**EXERCISE MATERIALS:**
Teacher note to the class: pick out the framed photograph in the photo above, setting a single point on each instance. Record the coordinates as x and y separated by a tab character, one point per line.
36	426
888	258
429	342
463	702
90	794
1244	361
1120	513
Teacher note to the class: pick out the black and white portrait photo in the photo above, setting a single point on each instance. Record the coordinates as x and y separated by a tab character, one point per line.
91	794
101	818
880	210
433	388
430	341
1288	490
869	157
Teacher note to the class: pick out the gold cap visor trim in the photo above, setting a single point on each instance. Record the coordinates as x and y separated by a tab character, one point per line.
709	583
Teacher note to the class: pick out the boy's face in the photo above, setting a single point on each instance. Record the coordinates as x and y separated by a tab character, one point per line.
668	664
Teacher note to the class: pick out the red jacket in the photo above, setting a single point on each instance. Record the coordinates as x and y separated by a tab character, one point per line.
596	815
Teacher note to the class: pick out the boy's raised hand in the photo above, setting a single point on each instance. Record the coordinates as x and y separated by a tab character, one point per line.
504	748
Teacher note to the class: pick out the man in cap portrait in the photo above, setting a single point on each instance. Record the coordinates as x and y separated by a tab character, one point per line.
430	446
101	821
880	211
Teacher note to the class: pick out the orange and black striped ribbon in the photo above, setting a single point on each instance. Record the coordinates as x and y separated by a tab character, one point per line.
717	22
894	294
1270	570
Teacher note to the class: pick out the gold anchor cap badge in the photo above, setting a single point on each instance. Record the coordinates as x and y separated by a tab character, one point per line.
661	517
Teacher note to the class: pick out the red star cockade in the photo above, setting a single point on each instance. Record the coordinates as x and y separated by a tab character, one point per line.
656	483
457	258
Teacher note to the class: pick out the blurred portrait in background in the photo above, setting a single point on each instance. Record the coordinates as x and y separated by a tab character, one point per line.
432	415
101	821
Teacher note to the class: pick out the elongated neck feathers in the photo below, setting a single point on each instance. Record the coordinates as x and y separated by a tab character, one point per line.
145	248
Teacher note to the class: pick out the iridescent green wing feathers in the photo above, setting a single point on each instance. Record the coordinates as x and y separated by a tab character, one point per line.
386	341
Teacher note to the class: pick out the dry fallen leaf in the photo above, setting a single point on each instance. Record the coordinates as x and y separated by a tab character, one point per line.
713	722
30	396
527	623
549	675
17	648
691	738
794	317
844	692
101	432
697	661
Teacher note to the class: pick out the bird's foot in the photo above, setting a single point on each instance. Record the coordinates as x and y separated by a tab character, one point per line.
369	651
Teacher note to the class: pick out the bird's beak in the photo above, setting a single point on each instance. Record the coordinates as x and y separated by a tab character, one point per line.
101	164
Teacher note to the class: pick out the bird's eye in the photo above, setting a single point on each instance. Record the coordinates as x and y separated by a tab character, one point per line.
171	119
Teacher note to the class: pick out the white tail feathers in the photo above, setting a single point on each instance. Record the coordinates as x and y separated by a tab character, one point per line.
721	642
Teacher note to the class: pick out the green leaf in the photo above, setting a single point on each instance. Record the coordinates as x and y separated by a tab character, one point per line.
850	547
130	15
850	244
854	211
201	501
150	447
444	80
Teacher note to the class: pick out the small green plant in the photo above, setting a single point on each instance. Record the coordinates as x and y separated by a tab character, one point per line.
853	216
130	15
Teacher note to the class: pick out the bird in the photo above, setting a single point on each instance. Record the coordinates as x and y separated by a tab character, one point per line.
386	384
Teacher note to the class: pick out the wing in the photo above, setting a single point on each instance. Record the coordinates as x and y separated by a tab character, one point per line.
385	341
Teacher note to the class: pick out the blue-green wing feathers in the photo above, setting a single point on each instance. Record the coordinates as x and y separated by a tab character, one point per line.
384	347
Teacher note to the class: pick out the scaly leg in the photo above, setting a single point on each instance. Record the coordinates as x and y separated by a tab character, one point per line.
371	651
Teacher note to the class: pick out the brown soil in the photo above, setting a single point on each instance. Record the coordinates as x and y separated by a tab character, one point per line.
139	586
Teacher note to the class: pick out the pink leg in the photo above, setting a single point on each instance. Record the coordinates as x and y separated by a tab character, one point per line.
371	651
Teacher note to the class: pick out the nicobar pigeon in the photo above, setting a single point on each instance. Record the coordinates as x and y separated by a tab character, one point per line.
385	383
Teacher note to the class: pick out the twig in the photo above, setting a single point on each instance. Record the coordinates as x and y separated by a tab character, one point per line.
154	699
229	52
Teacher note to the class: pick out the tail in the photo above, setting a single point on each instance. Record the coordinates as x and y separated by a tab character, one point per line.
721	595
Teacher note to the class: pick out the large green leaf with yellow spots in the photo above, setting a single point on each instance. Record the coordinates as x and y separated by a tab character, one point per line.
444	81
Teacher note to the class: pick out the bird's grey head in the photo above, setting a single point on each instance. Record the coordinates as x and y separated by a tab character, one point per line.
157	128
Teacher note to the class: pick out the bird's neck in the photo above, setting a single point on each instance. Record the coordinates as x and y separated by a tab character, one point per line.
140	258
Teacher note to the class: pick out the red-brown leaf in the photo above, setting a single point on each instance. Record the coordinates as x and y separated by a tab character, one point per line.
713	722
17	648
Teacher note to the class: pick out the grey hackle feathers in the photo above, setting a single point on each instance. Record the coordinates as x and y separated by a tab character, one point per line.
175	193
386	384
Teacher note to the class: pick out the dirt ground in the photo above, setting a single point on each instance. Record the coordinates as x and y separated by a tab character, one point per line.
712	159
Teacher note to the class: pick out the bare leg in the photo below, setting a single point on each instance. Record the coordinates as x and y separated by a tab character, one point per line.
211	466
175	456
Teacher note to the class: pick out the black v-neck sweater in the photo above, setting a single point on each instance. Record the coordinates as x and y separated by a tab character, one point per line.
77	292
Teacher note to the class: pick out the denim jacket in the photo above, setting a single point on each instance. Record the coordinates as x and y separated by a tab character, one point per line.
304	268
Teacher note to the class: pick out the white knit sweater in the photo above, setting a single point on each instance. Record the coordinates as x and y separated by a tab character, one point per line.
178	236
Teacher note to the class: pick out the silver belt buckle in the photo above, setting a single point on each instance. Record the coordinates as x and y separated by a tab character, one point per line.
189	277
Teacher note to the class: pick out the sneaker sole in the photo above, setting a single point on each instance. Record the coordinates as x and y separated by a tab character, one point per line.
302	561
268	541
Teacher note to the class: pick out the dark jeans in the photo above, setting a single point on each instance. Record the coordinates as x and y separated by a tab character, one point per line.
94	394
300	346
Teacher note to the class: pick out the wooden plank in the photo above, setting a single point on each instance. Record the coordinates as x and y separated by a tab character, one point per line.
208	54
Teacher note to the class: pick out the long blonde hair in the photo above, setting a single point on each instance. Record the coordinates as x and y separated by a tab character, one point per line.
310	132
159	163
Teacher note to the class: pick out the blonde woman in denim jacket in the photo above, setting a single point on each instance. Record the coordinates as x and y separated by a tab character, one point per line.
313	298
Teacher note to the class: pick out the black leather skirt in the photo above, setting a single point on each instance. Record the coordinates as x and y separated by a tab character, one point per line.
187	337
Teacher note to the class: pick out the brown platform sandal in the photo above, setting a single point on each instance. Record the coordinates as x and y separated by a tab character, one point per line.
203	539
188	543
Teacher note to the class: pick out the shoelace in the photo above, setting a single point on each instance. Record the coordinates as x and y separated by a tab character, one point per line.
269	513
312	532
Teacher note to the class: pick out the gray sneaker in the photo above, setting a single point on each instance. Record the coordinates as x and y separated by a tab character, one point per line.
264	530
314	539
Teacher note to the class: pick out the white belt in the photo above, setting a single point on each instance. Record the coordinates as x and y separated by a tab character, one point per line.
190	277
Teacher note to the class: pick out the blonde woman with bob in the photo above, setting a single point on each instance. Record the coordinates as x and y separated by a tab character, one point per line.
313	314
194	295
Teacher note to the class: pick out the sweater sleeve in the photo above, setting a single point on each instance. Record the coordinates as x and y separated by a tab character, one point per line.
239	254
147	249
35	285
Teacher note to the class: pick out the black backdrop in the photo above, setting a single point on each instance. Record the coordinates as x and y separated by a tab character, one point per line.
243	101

**SHORT EXERCISE:**
Everything from the line that contains "Teacher note to the class: pick out the blonde woman with" through the end of the records must be duplicated exactly, and nothing outside that range.

**OUTPUT BELOW:**
Teacher note to the class: pick out the blonde woman with bob in the photo above, setting a single point on each instance. Record the coordinates as x and y separated by a tab character, one point per line.
313	314
194	295
Teacher note to the class: pick out the sweater sleeve in the photo above, setting a single point on each instance. Record the coordinates as x and y separated by a tab character, one point per line.
239	254
147	249
35	285
Teacher note to the class: pick out the black backdrop in the photo above, setting a single point on each instance. Record the coordinates as x and y separated by a tab character, one point per line.
243	101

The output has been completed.